[START Extracted data]
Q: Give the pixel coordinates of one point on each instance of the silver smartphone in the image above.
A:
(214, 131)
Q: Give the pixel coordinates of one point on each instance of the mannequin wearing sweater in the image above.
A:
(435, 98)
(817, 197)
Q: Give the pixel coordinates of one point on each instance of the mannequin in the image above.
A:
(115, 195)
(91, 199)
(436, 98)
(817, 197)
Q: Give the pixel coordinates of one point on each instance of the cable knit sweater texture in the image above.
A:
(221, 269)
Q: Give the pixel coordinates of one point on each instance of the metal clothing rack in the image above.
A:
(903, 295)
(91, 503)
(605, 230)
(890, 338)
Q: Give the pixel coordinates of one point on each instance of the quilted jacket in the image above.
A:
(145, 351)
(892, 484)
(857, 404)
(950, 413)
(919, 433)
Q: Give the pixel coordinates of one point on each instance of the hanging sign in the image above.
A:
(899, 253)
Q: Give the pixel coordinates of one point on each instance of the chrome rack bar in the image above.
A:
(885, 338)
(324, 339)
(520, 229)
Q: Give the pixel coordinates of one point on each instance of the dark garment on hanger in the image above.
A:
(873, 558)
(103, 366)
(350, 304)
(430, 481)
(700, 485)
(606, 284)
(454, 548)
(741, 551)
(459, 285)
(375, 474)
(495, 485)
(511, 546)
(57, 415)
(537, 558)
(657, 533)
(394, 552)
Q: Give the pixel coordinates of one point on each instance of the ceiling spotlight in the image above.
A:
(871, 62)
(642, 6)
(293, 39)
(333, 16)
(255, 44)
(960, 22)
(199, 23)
[END Extracted data]
◆ **The exercise**
All lines from the one containing "texture in the image above." through the final line of the listing above are to be reproduced exactly; include both and add nothing.

◆ **Reply**
Q: Give the pixel coordinates of one point on each instance of the cable knit sweater texture in the image above.
A:
(221, 269)
Q: Give the pixel coordinates of one point on each instance of the metal clothing rack in the image above.
A:
(903, 295)
(91, 503)
(605, 230)
(890, 338)
Q: Give the pixel coordinates of one point on each instance of the quilted jacket in the image above.
A:
(145, 351)
(892, 484)
(857, 404)
(950, 413)
(919, 433)
Q: Give the pixel coordinates of one point on each instance of the hanging sign in the image above.
A:
(899, 253)
Q: Give the pixel coordinates of one point on each instance of the chrome rack bar in the image above.
A:
(885, 338)
(324, 339)
(520, 229)
Q: Give the pixel coordinates of one point on each instance of the dark garment on hanger in the image above.
A:
(873, 558)
(103, 366)
(350, 304)
(430, 481)
(700, 485)
(606, 284)
(454, 548)
(741, 551)
(459, 285)
(375, 474)
(495, 485)
(511, 546)
(57, 415)
(537, 558)
(657, 533)
(394, 552)
Q: Give the pixel coordinates of one point on each instance of the ceiling spotlight in the image above.
A:
(871, 62)
(642, 6)
(293, 39)
(333, 16)
(255, 44)
(960, 22)
(199, 23)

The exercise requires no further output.